▶ Your goal:
Once the pictures have been removed, repeat the remainder of the records exactly.

▶ Provided records:
┌──
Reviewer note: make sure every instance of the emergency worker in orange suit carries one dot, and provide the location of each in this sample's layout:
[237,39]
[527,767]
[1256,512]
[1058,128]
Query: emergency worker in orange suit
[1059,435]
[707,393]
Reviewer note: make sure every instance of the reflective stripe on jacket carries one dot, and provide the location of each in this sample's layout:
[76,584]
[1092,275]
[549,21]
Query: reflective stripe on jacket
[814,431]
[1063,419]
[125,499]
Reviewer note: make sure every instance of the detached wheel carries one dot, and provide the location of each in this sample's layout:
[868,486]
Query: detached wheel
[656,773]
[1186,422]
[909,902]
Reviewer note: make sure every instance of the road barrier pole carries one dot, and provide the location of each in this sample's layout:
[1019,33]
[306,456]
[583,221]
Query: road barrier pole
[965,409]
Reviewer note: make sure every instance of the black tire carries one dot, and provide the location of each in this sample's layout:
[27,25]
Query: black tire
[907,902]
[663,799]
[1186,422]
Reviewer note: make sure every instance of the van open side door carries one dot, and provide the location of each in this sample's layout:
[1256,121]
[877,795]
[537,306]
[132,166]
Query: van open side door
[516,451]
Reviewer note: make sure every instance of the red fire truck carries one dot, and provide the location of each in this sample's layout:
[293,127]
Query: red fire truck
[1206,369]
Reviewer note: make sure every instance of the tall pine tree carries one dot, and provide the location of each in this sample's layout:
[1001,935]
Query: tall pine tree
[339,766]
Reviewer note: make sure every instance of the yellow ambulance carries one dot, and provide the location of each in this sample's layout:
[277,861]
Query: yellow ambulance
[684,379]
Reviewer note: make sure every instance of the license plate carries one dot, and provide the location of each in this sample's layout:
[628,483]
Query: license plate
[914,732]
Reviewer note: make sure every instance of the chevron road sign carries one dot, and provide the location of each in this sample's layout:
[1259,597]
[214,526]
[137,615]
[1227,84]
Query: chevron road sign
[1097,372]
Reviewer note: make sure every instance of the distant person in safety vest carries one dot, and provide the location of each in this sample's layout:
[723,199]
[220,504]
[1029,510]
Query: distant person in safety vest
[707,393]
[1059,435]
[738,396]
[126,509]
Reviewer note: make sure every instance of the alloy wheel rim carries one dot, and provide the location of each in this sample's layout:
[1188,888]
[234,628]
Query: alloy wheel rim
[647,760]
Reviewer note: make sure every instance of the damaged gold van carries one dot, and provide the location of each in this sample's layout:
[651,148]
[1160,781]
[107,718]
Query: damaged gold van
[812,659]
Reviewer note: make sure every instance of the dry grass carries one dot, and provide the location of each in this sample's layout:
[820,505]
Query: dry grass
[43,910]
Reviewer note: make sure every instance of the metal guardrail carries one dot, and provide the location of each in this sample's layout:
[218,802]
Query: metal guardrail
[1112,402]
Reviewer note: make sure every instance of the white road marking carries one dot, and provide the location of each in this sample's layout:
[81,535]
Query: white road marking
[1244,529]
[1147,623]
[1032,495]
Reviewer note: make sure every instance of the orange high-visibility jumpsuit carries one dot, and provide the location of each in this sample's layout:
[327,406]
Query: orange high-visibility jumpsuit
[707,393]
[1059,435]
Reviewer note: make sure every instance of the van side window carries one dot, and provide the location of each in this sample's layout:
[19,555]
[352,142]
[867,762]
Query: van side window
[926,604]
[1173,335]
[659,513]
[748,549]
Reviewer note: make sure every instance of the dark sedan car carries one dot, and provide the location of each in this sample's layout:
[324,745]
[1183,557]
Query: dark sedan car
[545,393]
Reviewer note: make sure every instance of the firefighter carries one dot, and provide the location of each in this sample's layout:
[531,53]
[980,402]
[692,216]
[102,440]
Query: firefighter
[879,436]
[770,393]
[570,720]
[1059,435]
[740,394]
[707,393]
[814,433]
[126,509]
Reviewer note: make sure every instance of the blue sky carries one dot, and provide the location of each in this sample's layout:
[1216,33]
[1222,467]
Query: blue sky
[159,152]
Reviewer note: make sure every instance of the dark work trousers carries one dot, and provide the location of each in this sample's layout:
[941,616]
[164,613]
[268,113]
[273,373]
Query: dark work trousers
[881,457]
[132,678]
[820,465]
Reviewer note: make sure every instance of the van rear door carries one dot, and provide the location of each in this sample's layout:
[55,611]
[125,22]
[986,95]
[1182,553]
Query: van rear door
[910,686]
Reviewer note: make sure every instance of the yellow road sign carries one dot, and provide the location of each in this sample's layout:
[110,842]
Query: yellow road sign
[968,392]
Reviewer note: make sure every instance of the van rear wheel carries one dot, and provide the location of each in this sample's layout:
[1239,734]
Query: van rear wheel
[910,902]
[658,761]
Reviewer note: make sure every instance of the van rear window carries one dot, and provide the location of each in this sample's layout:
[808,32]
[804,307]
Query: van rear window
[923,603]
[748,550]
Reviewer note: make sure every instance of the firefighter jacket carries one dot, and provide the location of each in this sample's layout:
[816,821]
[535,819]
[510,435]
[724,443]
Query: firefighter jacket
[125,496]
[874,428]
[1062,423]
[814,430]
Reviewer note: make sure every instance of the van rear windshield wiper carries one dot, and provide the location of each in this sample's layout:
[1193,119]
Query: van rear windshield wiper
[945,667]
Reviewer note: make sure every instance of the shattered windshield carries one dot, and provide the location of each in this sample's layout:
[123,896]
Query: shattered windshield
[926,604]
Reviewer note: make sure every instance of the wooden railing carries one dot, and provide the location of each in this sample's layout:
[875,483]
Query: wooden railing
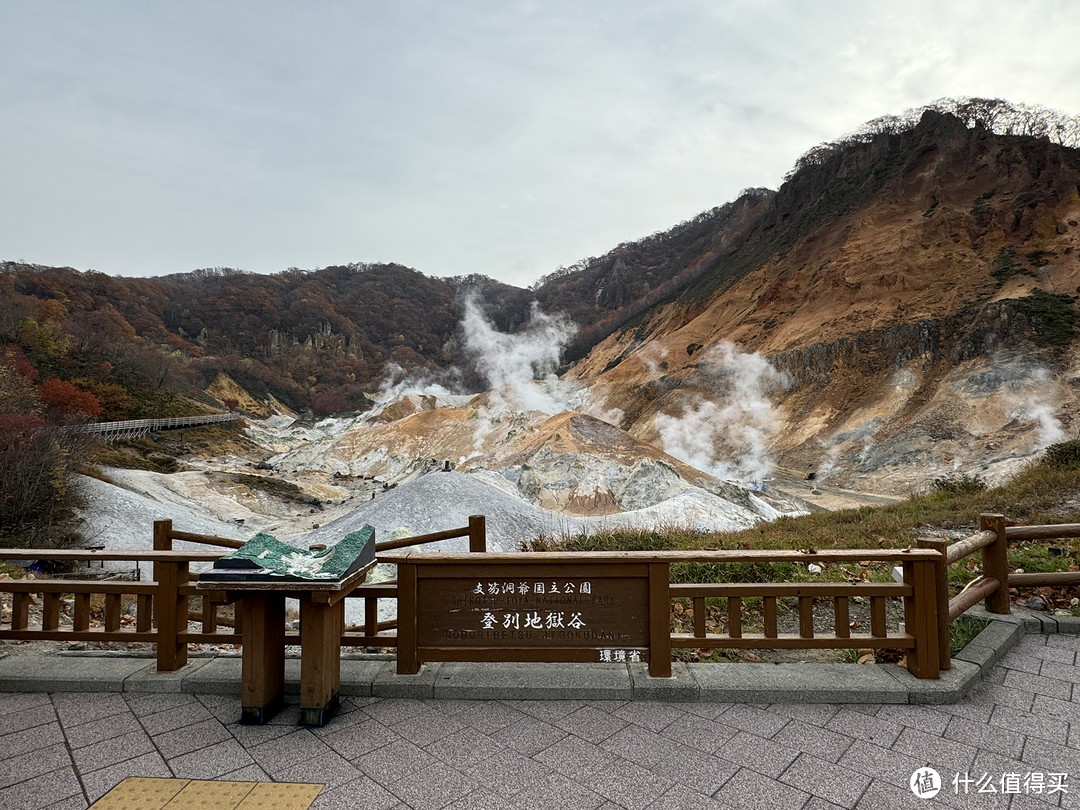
[646,607]
[136,428]
[159,611]
[994,580]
└──
▶ Solution to the exercise:
Reviewer note: make sure every instance of the emergency worker in orange suit carries one dot, and provide the location of each in this sample's layout:
[237,39]
[527,767]
[1256,512]
[1058,128]
Query: emergency worker in orange suit
[1059,435]
[707,393]
Reviewer note: make sure every instance of the reflective stripe on jacket carries one dot, and provide the location of each in this sample's layout:
[76,584]
[1092,275]
[549,21]
Query: reflective stripe on jacket
[814,431]
[1063,419]
[125,499]
Reviewer note: make sure every instance of the detached wheel carries one dot, and provide the location of each in this sample's layout:
[868,486]
Query: detached wheel
[656,773]
[1186,422]
[909,902]
Reviewer note: make sure every instance of the road barrier pole carries one dot, and provide the location of each in this sample's layout:
[1019,33]
[306,456]
[583,221]
Query: road barrier pole
[965,409]
Reviewer note: make sure every instance of the black tire carries one dot, and provide the location of each in this sample's layout:
[27,25]
Query: black tire
[907,902]
[663,799]
[1186,422]
Reviewer note: make sure every instance of the van open side door carries one dot, and provide the location of each in this sample's layout:
[1256,121]
[877,795]
[537,306]
[132,166]
Query: van open side door
[516,451]
Reviewer note: make sure every instance of the red fire truck carries one dot, and provide the location of each in this sample's layout:
[293,127]
Query: red fire truck
[1206,369]
Reviewer note: make sure every instance of the tall pine tree carries one dot, and provide the location of each in this sample's layout:
[1001,935]
Query: tall pine tree
[339,766]
Reviewer note: make sure every instance of the yellow ambulance carries one dot, and provide the location of each in this sample's layout:
[277,861]
Query: yellow ambulance
[684,379]
Reviewer note: make sure every instance of the license plate carries one dot, and provide the location of each in this sample's layout:
[628,483]
Query: license plate
[914,732]
Reviewer note: make sure every instance of the chevron road sign carries one dot, and provide the location of each in this sample's layout:
[1259,597]
[214,526]
[137,615]
[1227,84]
Query: chevron road sign
[1097,372]
Reviewer note: make sure every instance of the distant person in safety vest carries one dot, and provide the location of each in this sample's layout:
[723,199]
[220,504]
[1029,510]
Query: distant person in safety vest
[707,393]
[1059,435]
[738,396]
[126,509]
Reviewer note: make sure every instance of the alloy wheel rim carries one dot, and provide the location of each in this sample's layout:
[1188,888]
[234,628]
Query: alloy wheel rim
[647,760]
Reviewer note: make sure every instance of the damaged gold van carries one dot, and provide the location of each in this sample's layout:
[651,148]
[1160,781]
[107,718]
Query: damaged gold van
[812,659]
Reviewer note: make sure every instance of the dry grass carries one dot, and provide the location of each in this sample's layout:
[820,505]
Query: dry grass
[43,910]
Reviewer note: make sure every instance of the metal guardrail carries one dot, and provide the location of each in this sample's layout:
[218,802]
Query: metal guardrail
[1112,402]
Reviewer note: make sure every instance of the white road marking carries one dot, and provide the location of each in this sample's layout:
[81,535]
Query: white road marking
[1244,529]
[1147,623]
[1032,495]
Reviewer note: make sure every instance of the orange high-visibility jumpsuit carries one dot, and provide the location of each in this sample's layout:
[327,406]
Query: orange high-visibility jumpsuit
[707,393]
[1059,435]
Reviewer note: make sure every instance of the van side window carries one dot, and provide the location of each in this sample's layout:
[19,555]
[352,142]
[867,762]
Query: van side window
[926,604]
[1173,335]
[659,513]
[748,549]
Reviewer note: make sure every instance of the dark sedan car carries one dot, and provide the location of each in this sample's layout:
[324,745]
[1183,557]
Query: dark sedan car
[545,393]
Reviewer note: make sure every instance of the firefighter carries one dot, and provide the location of each in this sample's layout:
[531,53]
[980,402]
[692,216]
[102,440]
Query: firefighter
[879,436]
[770,393]
[570,720]
[1059,435]
[740,394]
[707,393]
[814,433]
[126,509]
Reviewer note: make sure every instance of the blue sky carries one dot, and provide the location of each in this sample's layout:
[1216,33]
[1222,467]
Query: blue sky
[159,152]
Reviewer note: make sure every instance of the dark work trousers carries one dot, and provide the location of each in this sample's layout:
[941,616]
[164,613]
[268,113]
[273,373]
Query: dark work trousers
[881,457]
[132,678]
[820,465]
Reviewer note: make sure every instance of the van rear door carries one dot, and provide the location of each in this sample's layout:
[55,611]
[125,22]
[986,95]
[1182,553]
Query: van rear door
[910,686]
Reviewer note: make sure every instance of the yellow road sign carries one dot, and provide the location of each in this sample's layout:
[110,842]
Query: yellow road sign
[968,392]
Reviewer note: make sure every instance of the van rear wheel carries one dot, and provide the location of each in this sample's layout:
[1239,734]
Query: van rear wheel
[910,902]
[658,761]
Reviewer note: make sure every instance of the van rear window carries one dot, and provide the location of each in this sample's layout:
[808,32]
[804,307]
Query: van rear window
[923,603]
[748,550]
Reviewer note: make sure every instance of the firefighter jacket carries one dot, and provide the location of each in this sample's layout:
[816,821]
[535,819]
[510,435]
[724,443]
Query: firefighter jacket
[125,496]
[874,428]
[1062,423]
[814,430]
Reviewer note: make sure every instance of the van rear windshield wiper carries one dot, and provide the location of each in this sample's layout:
[1193,119]
Query: van rear windshield wiper
[945,667]
Reviewer note: make sure every instance of the shattered windshield carries one dot, and provide the location of each in this sample's layout:
[123,896]
Query: shattered windshield
[926,604]
Reviewer note: make sure every instance of the wooden railing carries one dot, and provide the location of each in this sample's layout:
[875,483]
Query: wooden railing
[646,607]
[136,428]
[159,611]
[994,580]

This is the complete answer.